* PASSAGE PROVIDED *
⟨
Oil portrait of Sally Sayward Barrell (1738-1805); Three-quarter length view of young woman in formal pose wearing an elaborately ruffled blue silk dress with lace collar and cuffs; flower on bracelet at front; pearl necklace; classical urn and drapery background; original gilt and carved wood frame with leafy scrolled motif.

Details

Descriptive Terms

portraits
paintings (visual works)
canvas
oil paint (paint)
Picture
Portrait
Portrait

Label

In 1761, Jonathan Sayward commissioned Joseph Blackburn, then residing in Portsmouth, New Hampshire, to paint a portrait of his daughter Sally. The English-trained Blackburn had worked in Bermuda and Boston before moving to Portsmouth in 1758 where he remained for five years before returning to England. Like most portrait artists in the colonies, Blackburn moved often. Exhausting the pool of available subjects in one town, artists moved on in search of new clients. Blackburn's invoice to Sayward survives and indicates that his fee for the portrait was ten guineas, approximately the cost of a very expensive piece of case furniture.
Sally was the Saywards' only child. At the time of her portrait, the twenty-three-year-old and her two-year-old daughter were living with her parents while her husband, merchant Nathaniel Barrell, was in the midst of a three-year business trip to England. The painting shows a typically idealized image of eighteenth-century womanhood, with Mrs. Barrell loosely holding a basket of roses over one arm and a rose bud in the other hand.
A few years after this portrait was painted, Sally's husband Nathaniel Barrell broke with his father-in-law over religious differences and refused to allow his children to see their grandfather. The rift lasted for seventeen years, during which time this portrait, hanging in the Sayward's parlor, must have served as a poignant reminder of family troubles.
⟩
* GIVEN INFORMATION *
⟨
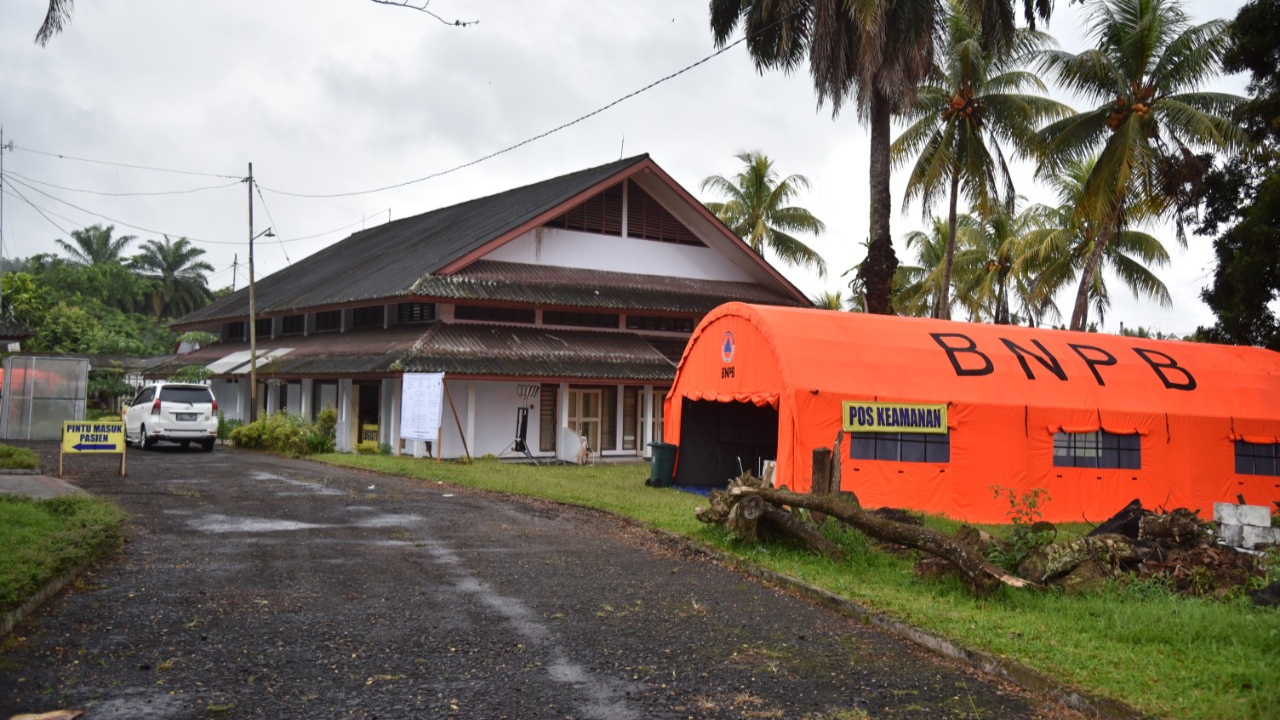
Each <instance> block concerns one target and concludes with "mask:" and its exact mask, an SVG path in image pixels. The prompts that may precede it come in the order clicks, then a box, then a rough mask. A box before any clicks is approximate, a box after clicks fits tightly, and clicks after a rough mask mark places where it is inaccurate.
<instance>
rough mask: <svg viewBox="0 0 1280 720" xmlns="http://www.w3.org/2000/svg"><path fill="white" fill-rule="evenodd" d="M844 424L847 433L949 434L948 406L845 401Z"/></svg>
⟩
* EXERCISE *
Reproduce the text about the Sally Sayward Barrell portrait word for word, starting at "Sally was the" and ending at "of family troubles.".

* THE COMPLETED TASK *
Sally was the Saywards' only child. At the time of her portrait, the twenty-three-year-old and her two-year-old daughter were living with her parents while her husband, merchant Nathaniel Barrell, was in the midst of a three-year business trip to England. The painting shows a typically idealized image of eighteenth-century womanhood, with Mrs. Barrell loosely holding a basket of roses over one arm and a rose bud in the other hand.
A few years after this portrait was painted, Sally's husband Nathaniel Barrell broke with his father-in-law over religious differences and refused to allow his children to see their grandfather. The rift lasted for seventeen years, during which time this portrait, hanging in the Sayward's parlor, must have served as a poignant reminder of family troubles.